Testo estratto >>
________________________

Lo Sri Lanka è alle prese con una crisi economica senza precedenti. A causa della carenza di valuta estera e dell’inadempienza nel restituire il debito estero, il paese non è in grado di pagare cibo, carburante, medicine e altri beni di prima necessità. Nonostante i sacrifici che comporterebbe, il salvataggio da parte del Fondo monetario internazionale (Fmi) è stato accettato come l’unica via d’uscita dalla drammatica situazione.

I partiti dell’opposizione e i cittadini accusano il governo Rajapaksa per la corruzione diffusa e per la cattiva gestione della crisi, e chiedono le dimissioni del presidente e del parlamento. Il 9 maggio ha lasciato il suo posto il primo ministro Mahinda Rajapaksa (al suo posto il presidente Gotabaya Rajapaksa ha nominato l’ex premier Ranil Wickramasinghe). I manifestanti non hanno proposto un’alternativa o una tabella di marcia praticabile per il futuro, e il paese resta impantanato nella confusione, nel caos e in un’impasse politica potenzialmente esplosiva.

Per capire la complessità della crisi attuale e per evitare di ricadere nello stesso paralizzante ciclo d’indebitamento, è necessario andare oltre la politica interna e ed esplorare alcuni aspetti economici e geopolitici globali comunemente trascurati ma fondamentali.

Crisi del debito e disuguaglianza globale
Il trasferimento di ricchezza, in termini di denaro e di risorse, dai paesi poveri del sud del mondo a quelli ricchi del nord non è un fenomeno nuovo. È stata una caratteristica costante durante i secoli di colonialismo classico e di neocolonialismo. All’inizio del 1989 i paesi in via di sviluppo dovevano ai creditori stranieri 1.300 miliardi di dollari, pari a “poco più della metà del totale dei loro prodotti interni lordi e due terzi dei guadagni totali delle loro esportazioni”.

________________________

Segmento di dati >>
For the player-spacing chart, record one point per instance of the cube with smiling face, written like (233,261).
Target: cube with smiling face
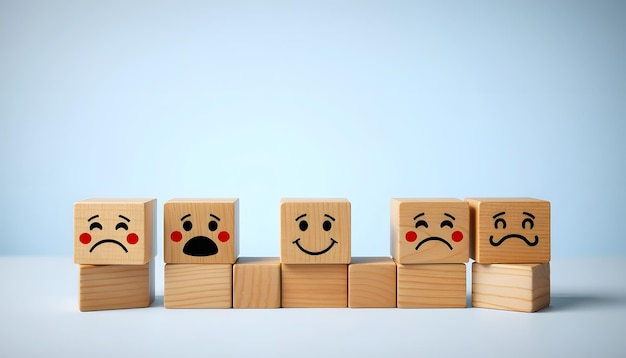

________________________

Domande >>
1 > Modifica il passo del testo sulla crisi dello Sri Lanka a partire da "Lo Sri Lanka" e fino a "dalla drammatica situazione.", scrivendo "benzina" al posto di "carburante".
2 > Secondo il testo sulla crisi dello Sri Lanka, chi ha nominato il presidente Gotabaya Rajapaksa al posto di Mahinda Rajapaksa?

Risposte scritte >>
1 >
Lo Sri Lanka è alle prese con una crisi economica senza precedenti. A causa della carenza di valuta estera e dell’inadempienza nel restituire il debito estero, il paese non è in grado di pagare cibo, benzina, medicine e altri beni di prima necessità. Nonostante i sacrifici che comporterebbe, il salvataggio da parte del Fondo monetario internazionale (Fmi) è stato accettato come l’unica via d’uscita dalla drammatica situazione.

2 > L'ex premier Ranil Wickramasinghe.